## Task to carry out
Reproduce the rows below, putting "coarse mask" in place of each "rough mask" and leaving everything else unchanged.

## Dataset records
+ + + +
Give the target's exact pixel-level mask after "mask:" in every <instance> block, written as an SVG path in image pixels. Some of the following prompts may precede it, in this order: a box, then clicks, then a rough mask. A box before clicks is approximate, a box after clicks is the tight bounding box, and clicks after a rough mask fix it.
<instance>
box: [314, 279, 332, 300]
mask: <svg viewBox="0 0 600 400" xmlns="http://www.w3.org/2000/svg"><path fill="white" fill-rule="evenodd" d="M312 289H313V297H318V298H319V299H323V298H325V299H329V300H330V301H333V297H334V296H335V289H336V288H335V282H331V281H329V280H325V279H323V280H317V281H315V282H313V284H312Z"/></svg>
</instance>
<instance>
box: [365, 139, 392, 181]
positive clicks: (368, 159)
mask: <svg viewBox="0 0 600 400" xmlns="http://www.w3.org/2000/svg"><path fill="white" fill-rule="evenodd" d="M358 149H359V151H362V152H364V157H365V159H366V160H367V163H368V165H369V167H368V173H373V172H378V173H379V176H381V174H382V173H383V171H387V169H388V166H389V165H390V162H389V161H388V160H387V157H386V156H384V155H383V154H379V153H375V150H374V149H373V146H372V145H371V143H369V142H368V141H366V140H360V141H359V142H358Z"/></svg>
+ + + +
## Expected answer
Give the target's exact pixel-level mask after "mask:" in every <instance> block, written as an SVG path in image pixels. Some of the following prompts may precede it, in this order: a box, then clicks, then a coarse mask. A box before clicks is approximate, a box after clicks is the tight bounding box, and clicks after a coarse mask fix it.
<instance>
box: [314, 279, 332, 300]
mask: <svg viewBox="0 0 600 400" xmlns="http://www.w3.org/2000/svg"><path fill="white" fill-rule="evenodd" d="M312 289H313V297H318V298H319V299H323V298H325V299H329V300H330V301H333V297H334V296H335V289H336V288H335V282H331V281H329V280H325V279H323V280H317V281H315V282H313V284H312Z"/></svg>
</instance>
<instance>
box: [365, 139, 392, 181]
positive clicks: (368, 159)
mask: <svg viewBox="0 0 600 400" xmlns="http://www.w3.org/2000/svg"><path fill="white" fill-rule="evenodd" d="M358 149H359V151H362V152H364V157H365V159H366V160H367V163H368V165H369V167H368V173H373V172H378V173H379V176H381V174H382V173H383V171H387V169H388V166H389V165H390V162H389V161H388V160H387V157H386V156H384V155H383V154H379V153H375V150H374V149H373V146H372V145H371V143H369V142H368V141H366V140H360V141H359V142H358Z"/></svg>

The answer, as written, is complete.